— TASK BRIEF —
Output every entry exactly as written, but omit the pictures.

— EXTRACTED DATA —
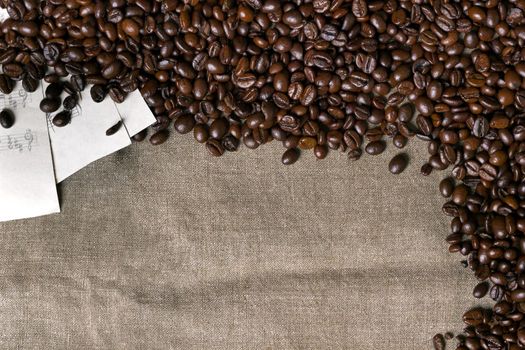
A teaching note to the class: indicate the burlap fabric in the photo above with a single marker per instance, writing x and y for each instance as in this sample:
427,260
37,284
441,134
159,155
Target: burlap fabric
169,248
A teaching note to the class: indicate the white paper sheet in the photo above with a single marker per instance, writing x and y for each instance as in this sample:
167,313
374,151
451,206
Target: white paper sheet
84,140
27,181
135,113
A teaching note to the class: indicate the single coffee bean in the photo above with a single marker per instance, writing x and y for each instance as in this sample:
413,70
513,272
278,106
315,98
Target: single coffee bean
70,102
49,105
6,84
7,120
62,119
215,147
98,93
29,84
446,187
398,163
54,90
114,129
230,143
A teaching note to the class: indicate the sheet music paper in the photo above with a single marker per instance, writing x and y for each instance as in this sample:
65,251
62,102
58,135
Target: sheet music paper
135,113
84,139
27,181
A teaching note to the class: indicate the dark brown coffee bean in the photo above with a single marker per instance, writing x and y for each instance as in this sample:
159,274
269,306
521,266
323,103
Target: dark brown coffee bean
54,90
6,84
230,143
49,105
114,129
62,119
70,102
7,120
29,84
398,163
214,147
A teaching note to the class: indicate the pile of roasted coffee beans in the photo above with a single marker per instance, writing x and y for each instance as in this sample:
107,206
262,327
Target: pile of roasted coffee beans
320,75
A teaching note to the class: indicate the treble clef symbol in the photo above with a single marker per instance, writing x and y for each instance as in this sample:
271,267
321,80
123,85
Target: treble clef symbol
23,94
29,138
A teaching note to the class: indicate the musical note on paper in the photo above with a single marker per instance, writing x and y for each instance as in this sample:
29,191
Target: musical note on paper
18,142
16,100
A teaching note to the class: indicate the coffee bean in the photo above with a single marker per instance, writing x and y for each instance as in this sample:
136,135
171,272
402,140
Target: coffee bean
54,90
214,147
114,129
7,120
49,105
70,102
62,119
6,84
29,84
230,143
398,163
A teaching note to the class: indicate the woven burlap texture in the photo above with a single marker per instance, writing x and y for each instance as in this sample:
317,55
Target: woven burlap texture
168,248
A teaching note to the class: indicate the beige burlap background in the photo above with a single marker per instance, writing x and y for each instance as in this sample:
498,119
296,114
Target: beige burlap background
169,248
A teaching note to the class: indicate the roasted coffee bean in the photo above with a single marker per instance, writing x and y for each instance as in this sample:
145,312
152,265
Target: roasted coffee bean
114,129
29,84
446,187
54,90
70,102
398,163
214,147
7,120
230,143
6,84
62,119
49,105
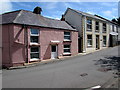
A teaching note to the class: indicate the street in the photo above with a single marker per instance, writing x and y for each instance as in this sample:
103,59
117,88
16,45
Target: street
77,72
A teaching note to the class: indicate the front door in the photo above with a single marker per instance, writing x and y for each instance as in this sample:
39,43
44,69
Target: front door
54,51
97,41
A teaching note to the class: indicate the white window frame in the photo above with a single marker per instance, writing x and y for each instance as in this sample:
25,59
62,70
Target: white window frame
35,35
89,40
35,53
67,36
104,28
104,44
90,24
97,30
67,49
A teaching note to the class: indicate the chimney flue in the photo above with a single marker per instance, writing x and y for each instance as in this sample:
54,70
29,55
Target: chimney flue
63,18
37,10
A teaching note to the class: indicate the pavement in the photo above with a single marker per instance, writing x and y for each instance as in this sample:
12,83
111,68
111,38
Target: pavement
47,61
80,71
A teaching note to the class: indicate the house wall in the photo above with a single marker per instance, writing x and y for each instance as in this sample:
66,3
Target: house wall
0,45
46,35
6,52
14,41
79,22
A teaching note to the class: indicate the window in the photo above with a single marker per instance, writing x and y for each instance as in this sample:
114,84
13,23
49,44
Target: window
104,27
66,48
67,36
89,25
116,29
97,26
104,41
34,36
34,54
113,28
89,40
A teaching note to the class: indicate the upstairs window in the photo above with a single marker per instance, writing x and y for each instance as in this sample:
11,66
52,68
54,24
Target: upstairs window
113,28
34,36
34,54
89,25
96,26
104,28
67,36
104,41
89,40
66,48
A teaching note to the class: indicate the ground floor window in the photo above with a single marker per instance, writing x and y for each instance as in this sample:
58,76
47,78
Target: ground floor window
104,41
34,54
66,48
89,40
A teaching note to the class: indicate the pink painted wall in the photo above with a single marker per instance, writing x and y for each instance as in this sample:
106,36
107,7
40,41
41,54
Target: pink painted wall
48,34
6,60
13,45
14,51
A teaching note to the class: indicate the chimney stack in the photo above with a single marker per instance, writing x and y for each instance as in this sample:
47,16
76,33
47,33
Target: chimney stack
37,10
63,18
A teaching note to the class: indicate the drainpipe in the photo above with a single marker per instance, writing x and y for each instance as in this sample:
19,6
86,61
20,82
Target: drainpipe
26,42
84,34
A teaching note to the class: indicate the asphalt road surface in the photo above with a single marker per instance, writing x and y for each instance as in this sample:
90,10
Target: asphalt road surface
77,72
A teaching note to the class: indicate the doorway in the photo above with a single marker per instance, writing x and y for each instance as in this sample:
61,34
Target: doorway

— EXERCISE RESPONSE —
A teaching note to the class: indicate the burlap fabric in the photo above with a single marker per instance, writing x and y for each instance as in this sample:
427,260
37,284
441,134
159,155
Target: burlap fabric
169,248
A teaching note to the class: indicate the white paper sheet in the photo above with a single marker per instance, writing x and y for each instance as in this sample:
167,313
374,151
451,206
Target: white paper sheet
84,140
27,181
135,113
A teaching note to the class: indicate the single coffee bean in the photo above with a single marker per instance, writing x and y for each instance as in this sample:
413,70
513,272
278,106
315,98
Target: single coffee bean
70,102
49,105
6,84
7,120
62,119
215,147
98,93
29,84
446,187
398,163
54,90
114,129
230,143
A teaching note to the class: indicate the sheet music paper in the photo above with a single marker per instance, writing x and y for each instance as in this sample:
65,251
62,102
58,135
Target: sheet music paper
135,113
84,139
27,181
A teaching note to the class: indicate the dark brown coffee bean in the photo above with a single marker per instance, writing x and y for each instance as in this sample:
159,274
269,306
521,266
323,103
Target: dark brown coffee bean
54,90
6,84
230,143
49,105
114,129
62,119
70,102
7,120
29,84
398,163
214,147
A teaching note to the class: indicate the pile of roasted coffee beans in the photo above with a single marker per instance, writing x and y for each instance as in this sample:
107,206
262,327
Target: pile of roasted coffee beans
320,75
A teaching note to the class: indicate the treble clef symbol in the photo above with a single marker per instance, writing x and y for each instance as in this sample:
271,267
321,80
123,85
Target: treble clef symbol
23,94
29,138
A teaching note to the class: indicate the musical note on paper in the photo above with a single marker per instance, writing x and y for each instance as in this sample:
29,191
Target: musical note on paper
18,142
16,100
A teaching note to the class: indicate the coffee bean in the photo above with a single marker per instance, writing x and y for each instance as in this sample:
136,135
171,272
402,140
Target: coffee bean
54,90
214,147
114,129
7,120
49,105
70,102
62,119
6,84
29,84
230,143
398,163
A teaching note to the class: indicate the woven burlap texture in the photo above with a single marker per instance, writing x and y for each instance as in this sample:
317,55
Target: woven burlap texture
168,248
A teaching note to the class: indicate the beige burlap background in the photo above with a single marker per instance, writing x and y for each instance as in this sample:
498,119
296,114
Target: beige burlap background
169,248
A teaching note to the class: indicate the roasted coffee bean in the photo above with a single marker per instance, writing x and y for each instance as in this sample:
145,312
152,265
Target: roasted coffee bean
114,129
29,84
446,187
54,90
70,102
398,163
214,147
7,120
230,143
6,84
62,119
49,105
A teaching note to the class: indicate the street in the photo above with a single marker per instance, writing x and y for each instance as in this sample:
103,59
117,88
16,45
Target: street
77,72
A teaching note to the class: indicate the front door in the photo above with a single marker per instance, writing x and y for each instance as in this sample:
39,43
44,69
Target: front door
54,51
97,41
A teaching note to the class: indicate the white window frame in the photo above with a single marker per instance, writing x and y for each instance as in this sample:
25,59
62,70
Target: white window frame
35,35
89,40
35,53
67,36
104,28
104,44
90,24
97,30
67,49
A teaching note to the class: indicate the chimney flue in the photo above with a single marker per instance, writing x and y for each instance as in this sample:
54,70
29,55
Target: chimney flue
63,18
37,10
A teaching note to the class: indicate the pavement in the photo above with a single marker per instance, writing x and y for each instance as in this sample:
12,83
111,68
111,38
Target: pavement
47,61
80,71
A teaching note to the class: indicate the house wall in the photo above with a single marker per instance, writing x and y for each instance as in this sample:
66,3
Target: house wall
0,45
46,35
6,52
14,41
79,22
A teaching note to the class: indicate the window in the photo above with a single marker per instance, writing x and y for each instance as in this sample:
114,84
13,23
49,44
Target: window
104,27
66,48
67,36
89,25
116,29
97,26
104,41
34,36
34,54
113,28
89,40
A teaching note to the class: indicate the upstairs window in the photo above with a single marker per instance, writing x and y for each instance as in this sample:
11,66
52,68
54,24
Target: upstairs window
113,28
34,36
34,54
89,25
96,26
104,28
67,36
104,41
89,40
66,48
A teaching note to the class: indicate the ground floor window in the photo above with a single marker per instance, writing x and y for each instance as in this sample:
58,76
47,78
Target: ground floor window
104,41
34,54
66,48
89,40
A teaching note to the class: indicate the pink painted wall in the photo above with a single marker per instance, writing x and y for each instance as in this sample:
106,36
107,7
40,41
41,54
Target: pink painted wall
48,34
6,60
13,45
14,51
A teaching note to the class: indicate the chimney stack in the photo above with a single marker per instance, writing x and y for each instance as in this sample:
47,16
76,33
47,33
Target: chimney stack
37,10
63,18
A teaching note to the class: indicate the drainpipe in the photo above with a single marker per instance, writing x and y for each instance as in this sample:
19,6
86,61
20,82
Target: drainpipe
26,42
84,34
A teaching note to the class: indicate the asphalt road surface in the photo above with a single marker per instance, writing x and y for each instance as in this sample:
90,10
Target: asphalt road surface
77,72
A teaching note to the class: indicate the doorway in the photo above with a single marker per instance, writing x and y for each instance as in this sample:
61,34
Target: doorway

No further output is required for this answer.